**Brief:**
Extract every line of the material below and reproduce it faithfully.

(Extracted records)
########

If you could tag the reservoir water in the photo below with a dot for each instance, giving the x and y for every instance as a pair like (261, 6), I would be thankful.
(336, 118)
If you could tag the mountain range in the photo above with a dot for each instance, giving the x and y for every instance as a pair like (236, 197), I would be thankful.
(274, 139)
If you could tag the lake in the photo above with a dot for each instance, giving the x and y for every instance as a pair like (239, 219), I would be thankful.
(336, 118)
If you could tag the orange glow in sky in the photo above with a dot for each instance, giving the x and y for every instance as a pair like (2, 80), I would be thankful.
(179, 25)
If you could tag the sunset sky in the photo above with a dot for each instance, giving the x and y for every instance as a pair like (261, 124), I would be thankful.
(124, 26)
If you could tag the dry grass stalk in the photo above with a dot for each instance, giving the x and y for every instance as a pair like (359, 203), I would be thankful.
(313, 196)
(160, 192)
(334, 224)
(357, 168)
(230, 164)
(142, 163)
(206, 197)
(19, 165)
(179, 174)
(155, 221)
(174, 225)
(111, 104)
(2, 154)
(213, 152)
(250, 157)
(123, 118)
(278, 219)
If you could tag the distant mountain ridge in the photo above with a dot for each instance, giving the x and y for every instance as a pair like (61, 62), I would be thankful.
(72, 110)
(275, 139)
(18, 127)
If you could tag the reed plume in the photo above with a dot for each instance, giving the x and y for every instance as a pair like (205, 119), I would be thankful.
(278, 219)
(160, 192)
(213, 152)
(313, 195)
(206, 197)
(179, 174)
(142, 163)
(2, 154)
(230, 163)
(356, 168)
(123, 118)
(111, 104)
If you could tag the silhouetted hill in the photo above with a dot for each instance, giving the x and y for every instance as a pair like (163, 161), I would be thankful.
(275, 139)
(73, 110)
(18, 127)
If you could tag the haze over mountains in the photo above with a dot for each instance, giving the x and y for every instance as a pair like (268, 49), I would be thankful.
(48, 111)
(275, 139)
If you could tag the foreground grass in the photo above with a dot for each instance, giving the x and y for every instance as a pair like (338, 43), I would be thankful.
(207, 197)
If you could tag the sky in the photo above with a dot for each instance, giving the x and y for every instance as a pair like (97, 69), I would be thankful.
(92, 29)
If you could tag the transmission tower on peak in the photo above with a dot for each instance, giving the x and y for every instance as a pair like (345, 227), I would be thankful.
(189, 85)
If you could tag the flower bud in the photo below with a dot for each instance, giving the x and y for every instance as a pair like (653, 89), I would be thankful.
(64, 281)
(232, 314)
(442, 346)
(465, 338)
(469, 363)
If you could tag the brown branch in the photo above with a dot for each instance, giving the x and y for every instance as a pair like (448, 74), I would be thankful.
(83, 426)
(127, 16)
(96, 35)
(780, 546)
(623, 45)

########

**Reply:**
If you could tag the reservoir water in the photo below with a dot for each instance, giving the x and y for every instance as a pair like (261, 6), I would be thankful.
(336, 118)
If you could tag the mountain range in the photo above with a dot for each instance, giving the x and y for every instance as a pair like (236, 197), I would be thankful.
(274, 139)
If you could tag the lake in the photo above with a dot for each instance, giving the x and y for every instance as a pair like (239, 219), I would be thankful.
(336, 118)
If you could tag the orange glow in sky in the photo above with a dot for each instance, giving the x and y for every instance as a pair like (2, 80), I would be thankful.
(179, 25)
If you could tag the sunset sky in the photo above with a dot for each instance, giving the x and y for every instance as a pair like (261, 124), I would be thankful.
(124, 26)
If you could tag the dry grass stalk in the photo above with a dot for each instance, giving the x and y for every instance as a pair like (359, 203), I would be thankful.
(313, 196)
(160, 192)
(334, 224)
(357, 168)
(230, 164)
(142, 163)
(206, 197)
(19, 165)
(179, 174)
(155, 221)
(174, 225)
(111, 104)
(2, 154)
(213, 152)
(250, 157)
(123, 118)
(278, 219)
If you could tag the distant mountain ridge in the photo above with a dot for each instance, giving the x and y for every instance as a pair like (61, 62), I would be thankful.
(72, 110)
(275, 139)
(18, 127)
If you could tag the reed plume in the photo above with a dot for each instance, giving the x and y for every instance as a pair like (205, 119), I would be thankful.
(278, 219)
(160, 192)
(213, 152)
(313, 195)
(206, 197)
(179, 174)
(142, 163)
(2, 154)
(230, 163)
(356, 168)
(123, 118)
(111, 104)
If you could tag the silhouetted hill in the photo above with a dot for each instance, giving the x and y for every instance as a pair like (163, 161), I would be thankful.
(275, 139)
(73, 110)
(18, 127)
If you could tag the haze over mountains in the photo above with a dot for each instance, giving the x and y for every instance as a pair like (268, 49), I would be thankful.
(48, 111)
(275, 139)
If you could tag the foreground grass in the photo above with a dot for each instance, giving the x and y for every instance as a pair like (338, 43), I would be thankful.
(207, 197)
If you could tag the sky in the photo above with a dot for each instance, giving the x and y for every instance as a pair like (97, 69), I would be thankful.
(92, 29)
If you could tag the transmission tower on peak in the photo above with a dot for each instance, giving the x and y for every instance as a pair like (345, 227), I would be thankful.
(189, 85)
If you could tag the flower bud in the photo below with a dot for each instance, giving the x and y for every instance as a pair like (653, 89), I would be thankful.
(64, 281)
(232, 314)
(442, 346)
(465, 338)
(469, 363)
If you could tag the brown branch in the photo above with a dot for each instance, giving the x and y for every instance as a pair like (448, 74), I would be thankful.
(83, 426)
(127, 16)
(96, 35)
(780, 546)
(623, 45)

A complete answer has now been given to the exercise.